• [WHAT TO DO] Whatever the records hold, copy it exactly and completely.

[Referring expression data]
• • • • • • •

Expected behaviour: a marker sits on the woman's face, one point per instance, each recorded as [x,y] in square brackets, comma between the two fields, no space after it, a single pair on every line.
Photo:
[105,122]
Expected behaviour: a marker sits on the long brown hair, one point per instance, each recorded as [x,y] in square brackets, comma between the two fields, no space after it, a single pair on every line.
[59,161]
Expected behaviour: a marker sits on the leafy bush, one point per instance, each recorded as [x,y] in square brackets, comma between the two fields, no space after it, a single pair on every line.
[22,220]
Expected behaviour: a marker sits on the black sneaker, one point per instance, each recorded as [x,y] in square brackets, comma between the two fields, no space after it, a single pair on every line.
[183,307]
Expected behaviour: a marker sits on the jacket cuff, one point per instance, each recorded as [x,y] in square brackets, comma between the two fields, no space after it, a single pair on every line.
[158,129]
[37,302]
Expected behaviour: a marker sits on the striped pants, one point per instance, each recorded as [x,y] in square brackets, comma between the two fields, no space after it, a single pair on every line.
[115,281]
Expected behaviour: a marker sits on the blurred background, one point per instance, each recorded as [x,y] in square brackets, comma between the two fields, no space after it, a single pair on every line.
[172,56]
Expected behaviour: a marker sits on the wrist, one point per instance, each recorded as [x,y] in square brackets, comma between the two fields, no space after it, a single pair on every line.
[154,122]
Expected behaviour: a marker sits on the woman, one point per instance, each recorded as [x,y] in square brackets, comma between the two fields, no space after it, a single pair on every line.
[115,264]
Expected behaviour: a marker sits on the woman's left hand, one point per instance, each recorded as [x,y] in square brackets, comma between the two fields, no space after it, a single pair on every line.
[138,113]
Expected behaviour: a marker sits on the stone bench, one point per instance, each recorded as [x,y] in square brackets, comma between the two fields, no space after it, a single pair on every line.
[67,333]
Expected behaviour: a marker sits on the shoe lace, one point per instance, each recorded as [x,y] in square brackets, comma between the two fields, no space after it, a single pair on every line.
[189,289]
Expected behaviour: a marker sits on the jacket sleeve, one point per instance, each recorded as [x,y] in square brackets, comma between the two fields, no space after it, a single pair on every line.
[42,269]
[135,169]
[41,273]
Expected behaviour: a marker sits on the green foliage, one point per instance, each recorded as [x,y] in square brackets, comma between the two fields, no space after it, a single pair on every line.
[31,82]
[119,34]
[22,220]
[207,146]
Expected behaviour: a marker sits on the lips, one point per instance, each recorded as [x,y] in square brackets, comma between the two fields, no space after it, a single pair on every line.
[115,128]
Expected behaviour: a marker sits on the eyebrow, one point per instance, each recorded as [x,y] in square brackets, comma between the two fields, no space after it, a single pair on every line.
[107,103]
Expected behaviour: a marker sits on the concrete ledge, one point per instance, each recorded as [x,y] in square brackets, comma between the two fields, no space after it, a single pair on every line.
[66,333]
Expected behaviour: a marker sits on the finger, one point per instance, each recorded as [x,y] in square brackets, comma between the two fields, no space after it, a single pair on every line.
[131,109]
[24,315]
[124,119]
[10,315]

• • • • • • •

• [TASK SOLUTION]
Expected behaviour: a marker sits on the woman's face, one point per instance, each recorded as [x,y] in square brackets, comma between the two fields, no space after it, a single pair on every line.
Photo:
[105,122]
Expected behaviour: a marker sits on the long brown hair, one point per instance, each recorded as [x,y] in square brackets, comma between the two fields, no space after it, a single pair on every line.
[59,161]
Expected behaviour: a marker sits on the leafy bush, one point per instance, each recorded as [x,y] in square brackets, comma between the two fields, no space after it, a single pair on every line.
[22,220]
Expected behaviour: a marker sits on the black sneaker, one point per instance, each recorded as [x,y] in square brackets, comma between the two fields, no space after it, a single pair on every line.
[183,307]
Expected behaviour: a marker sits on the jacket cuff, one point per instance, each recorded as [x,y] in square brackets, comma between the two fields, no space after it, a single pair on every line.
[158,129]
[37,302]
Expected behaviour: a marker sits on the striped pants, one point per instance, each recorded as [x,y] in square brackets, comma between the two fields, no space after it, a single pair on every line.
[115,281]
Expected behaviour: a marker sits on the blurred background, one point per instance, each recorded as [x,y] in square brackets, comma between the two fields, no space after it, a single pair on every line.
[172,56]
Expected behaviour: a marker sits on the wrist, one point per instance, each recorded as [x,y] in square brackets, comma between the two fields, no space after it, a single pair on every line.
[154,122]
Expected behaviour: a marker sits on the woman, one point per instance, each recorded as [x,y] in square brackets, comma between the two fields, no space after it, a single pair on every line.
[115,264]
Expected behaviour: a marker sits on the woman's left hand, one point per instance, each recorded as [x,y] in square brackets, comma between the two fields, no space after it, a single pair on every line.
[138,113]
Expected behaviour: a marker sits on the stone bench, one point per instance, each recorded as [x,y] in square brackets, comma between the two fields, no space after it, a single pair on every line.
[67,333]
Expected behaviour: a marker sits on the shoe lace, one point per instance, each recorded as [x,y] in square brackets, comma between the two fields, no space after it, a single pair on every line.
[189,289]
Expected behaviour: a marker sits on the jacket sleeve, one point per instance, each recorded as [x,y] in square brackets, comma between the two fields, no space after it, a single pair on every line.
[42,269]
[135,169]
[41,273]
Expected behaviour: a marker sits on the green foliage, one point per instance, each recorded as [x,y] in square brackets, comma between the two fields, no space after it, a single pair on every line.
[31,82]
[119,34]
[22,220]
[207,146]
Expected behaviour: a marker sits on the lips, one point per instance, each recorded as [x,y] in square brackets, comma between the two fields, no space after it, a single pair on every line.
[115,128]
Expected behaviour: a marker sits on the eyebrow, one point per instance, each recorded as [x,y] in square brackets, comma between the two fields, no space after it, a single pair on every line.
[107,103]
Expected behaviour: a marker sits on the concrete ledge, one point per instance, each recorded as [x,y] in square brackets, comma between the two fields, no space after it, a single pair on every line.
[66,333]
Expected behaviour: a marker sits on the finger, one point per instance, each recorded as [x,y] in square brackets, comma between the two fields, no space after it, a single pair on every line.
[131,109]
[24,315]
[124,119]
[10,315]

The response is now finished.